● **Aim 1**
In the post about multi-basing, turn the paragraph that begins "I want to sort of temporarily base my models" into a short bulleted list that keeps its main facts.
● **Aim 2**
Reproduce the post about multi-basing word for word, between "Whether I use" and "me at the moment.", inclusive.

Please sanity check my newbie approach to multi-basing / movement trays

Hello all-

New Kings of War player here, returning to the hobby after a 20+ year layoff.

I was formerly involved with 40k when I played, so movement trays and multi-basing are new concepts for me.

I am shooting for a fairly modest painting standard, and have researched what I’m going to attempt there. But it’s become apparent quickly that I need to decide on how I’ll handle basing, sooner rather than later.

I want to sort of temporarily base my models during the painting process, because this is what I’m familiar with, and it’s necessary for my dexterity/skill at the moment. I’ll use the bases supplied rather than ice lolly stocks or whatever else, because I’m familiar with that. I’m proposing to use a minimal amount of superglue on one foot to secure the model, then when it’s completed, I’ll ‘snap’ the model off without damaging it.

Anyone got any views on this process -is it risk free with hard plastic models, or should I be concerned about damage to the model?

I will then either discard the base, in favour of gluing the model to a pre-prepared multi-base from Warbases, or I will properly finish the base neatly, and then re-glue to the base properly, and slot the bases into a movement tray from Warbases.

Whether I use movement trays or multi-bases, I’m planning on using PVA glue dipped in Base Ready, with some strategic addition of rocks and tufts of grass. I know it’s a far cry from the sculptural DIY dioramas I see experienced KOW players do, but I think this is a level of finish that is about right for me at the moment.

If I order the 3mm KOW warbases base, and cover with Base Ready, some rocks, some tufts, and glue the models directly on, and edge the base with black for contrast, is this is an OK approach - will the overall unit have the right height? Will them be relatively easy to move around in a casual game?

My other option is, as mentioned, to remove the bases, finish them properly, and then reapply the whole lot in a movement tray. I’m pretty sure I actually would want to glue them into the movement tray, to avoid having them rattle and move around, fall out etc.

It seems that with either of the options above, I would probably look to multi-base the units in smaller unit sizes, troops or regiments, so that I have some flexibility in terms of fielding them at that or larger units, depending on the day.

● **Object point labels**
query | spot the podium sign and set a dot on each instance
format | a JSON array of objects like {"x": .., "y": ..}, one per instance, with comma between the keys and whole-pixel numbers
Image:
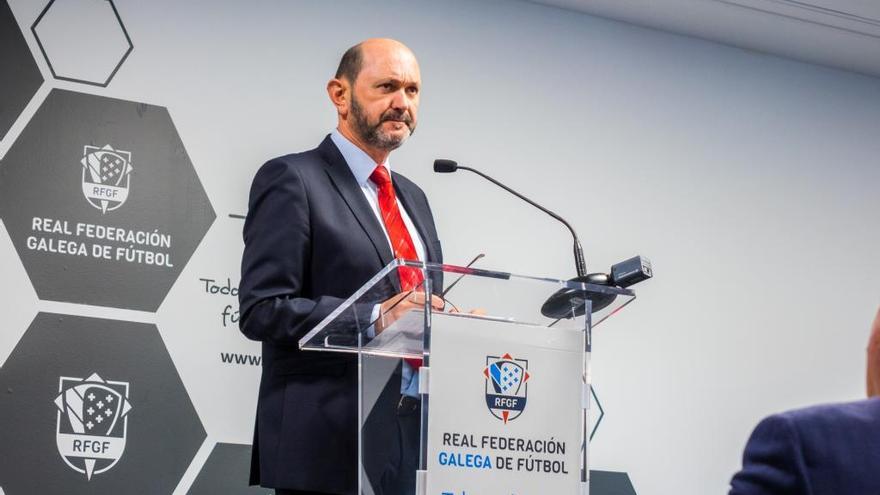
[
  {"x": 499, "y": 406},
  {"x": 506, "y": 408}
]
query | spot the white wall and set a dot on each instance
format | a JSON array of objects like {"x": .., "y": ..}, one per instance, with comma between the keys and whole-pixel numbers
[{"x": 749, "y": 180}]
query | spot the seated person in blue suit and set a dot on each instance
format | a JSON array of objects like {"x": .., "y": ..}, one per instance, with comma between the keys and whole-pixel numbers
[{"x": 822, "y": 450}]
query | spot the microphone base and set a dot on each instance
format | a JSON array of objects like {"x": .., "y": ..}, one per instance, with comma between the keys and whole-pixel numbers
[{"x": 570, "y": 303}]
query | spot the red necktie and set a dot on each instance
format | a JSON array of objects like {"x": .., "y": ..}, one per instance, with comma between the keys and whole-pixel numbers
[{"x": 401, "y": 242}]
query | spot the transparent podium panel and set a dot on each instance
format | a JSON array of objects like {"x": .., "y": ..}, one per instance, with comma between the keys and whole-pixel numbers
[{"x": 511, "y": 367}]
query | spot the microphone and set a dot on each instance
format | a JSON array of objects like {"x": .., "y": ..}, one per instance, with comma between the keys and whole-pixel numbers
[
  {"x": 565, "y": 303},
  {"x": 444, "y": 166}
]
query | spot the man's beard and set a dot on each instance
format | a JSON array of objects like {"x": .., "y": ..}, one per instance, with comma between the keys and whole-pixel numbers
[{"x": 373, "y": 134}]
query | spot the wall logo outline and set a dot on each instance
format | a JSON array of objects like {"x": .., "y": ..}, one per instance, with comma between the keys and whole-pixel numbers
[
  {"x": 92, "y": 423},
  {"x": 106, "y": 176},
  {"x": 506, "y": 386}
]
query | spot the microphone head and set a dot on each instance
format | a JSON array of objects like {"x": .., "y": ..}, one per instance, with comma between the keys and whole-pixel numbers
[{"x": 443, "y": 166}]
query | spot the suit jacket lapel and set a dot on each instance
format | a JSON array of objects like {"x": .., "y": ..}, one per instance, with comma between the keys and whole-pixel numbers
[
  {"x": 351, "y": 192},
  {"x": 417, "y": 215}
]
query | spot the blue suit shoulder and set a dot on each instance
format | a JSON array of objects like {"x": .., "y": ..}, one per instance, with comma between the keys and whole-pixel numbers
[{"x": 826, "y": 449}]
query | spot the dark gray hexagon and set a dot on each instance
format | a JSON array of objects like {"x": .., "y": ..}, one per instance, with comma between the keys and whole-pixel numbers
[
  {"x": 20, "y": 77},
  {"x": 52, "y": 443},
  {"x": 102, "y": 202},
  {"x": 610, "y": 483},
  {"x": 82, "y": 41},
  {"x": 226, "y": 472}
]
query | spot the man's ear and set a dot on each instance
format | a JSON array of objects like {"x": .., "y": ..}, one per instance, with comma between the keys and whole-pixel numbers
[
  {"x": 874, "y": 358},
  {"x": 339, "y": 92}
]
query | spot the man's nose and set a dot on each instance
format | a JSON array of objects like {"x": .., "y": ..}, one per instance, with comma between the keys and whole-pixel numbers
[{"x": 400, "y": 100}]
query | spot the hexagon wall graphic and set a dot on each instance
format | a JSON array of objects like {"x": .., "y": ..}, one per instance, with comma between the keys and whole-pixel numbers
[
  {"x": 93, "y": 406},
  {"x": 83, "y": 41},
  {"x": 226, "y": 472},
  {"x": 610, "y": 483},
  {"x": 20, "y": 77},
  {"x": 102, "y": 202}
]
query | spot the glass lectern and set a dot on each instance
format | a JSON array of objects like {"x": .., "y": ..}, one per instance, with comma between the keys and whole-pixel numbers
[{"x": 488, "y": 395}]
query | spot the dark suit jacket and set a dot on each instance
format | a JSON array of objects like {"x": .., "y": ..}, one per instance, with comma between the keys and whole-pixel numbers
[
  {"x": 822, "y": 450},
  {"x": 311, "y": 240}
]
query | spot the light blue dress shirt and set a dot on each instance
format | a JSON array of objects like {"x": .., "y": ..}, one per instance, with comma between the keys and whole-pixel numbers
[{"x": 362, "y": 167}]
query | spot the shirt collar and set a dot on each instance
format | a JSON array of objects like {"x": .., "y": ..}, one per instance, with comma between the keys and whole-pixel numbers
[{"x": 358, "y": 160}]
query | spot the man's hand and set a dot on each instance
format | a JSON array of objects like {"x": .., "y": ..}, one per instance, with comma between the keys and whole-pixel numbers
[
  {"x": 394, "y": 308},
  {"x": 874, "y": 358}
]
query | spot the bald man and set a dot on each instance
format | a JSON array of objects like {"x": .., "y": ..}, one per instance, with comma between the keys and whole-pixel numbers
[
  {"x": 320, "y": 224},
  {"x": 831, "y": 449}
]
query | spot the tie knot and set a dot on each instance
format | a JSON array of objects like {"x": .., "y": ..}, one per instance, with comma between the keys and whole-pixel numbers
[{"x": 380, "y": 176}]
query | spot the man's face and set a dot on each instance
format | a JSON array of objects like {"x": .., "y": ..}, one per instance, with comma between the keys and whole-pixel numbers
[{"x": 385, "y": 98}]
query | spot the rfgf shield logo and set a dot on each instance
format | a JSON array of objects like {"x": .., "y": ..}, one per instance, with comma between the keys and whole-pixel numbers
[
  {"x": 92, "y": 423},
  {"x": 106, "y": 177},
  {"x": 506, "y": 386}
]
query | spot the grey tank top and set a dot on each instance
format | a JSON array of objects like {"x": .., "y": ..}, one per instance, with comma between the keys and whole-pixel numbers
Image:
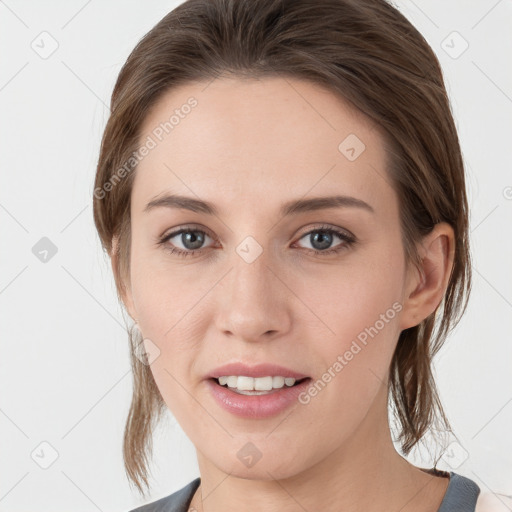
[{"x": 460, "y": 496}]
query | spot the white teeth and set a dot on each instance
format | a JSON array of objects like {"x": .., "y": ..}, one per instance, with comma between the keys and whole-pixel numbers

● **Task response 1**
- Models will be based temporarily during painting, since this is familiar and suits the writer's current dexterity and skill.
- The supplied bases will be used rather than other alternatives.
- A minimal amount of superglue on one foot will secure each model.
- Once finished, each model will be snapped off without being damaged.

● **Task response 2**
Whether I use movement trays or multi-bases, I’m planning on using PVA glue dipped in Base Ready, with some strategic addition of rocks and tufts of grass. I know it’s a far cry from the sculptural DIY dioramas I see experienced KOW players do, but I think this is a level of finish that is about right for me at the moment.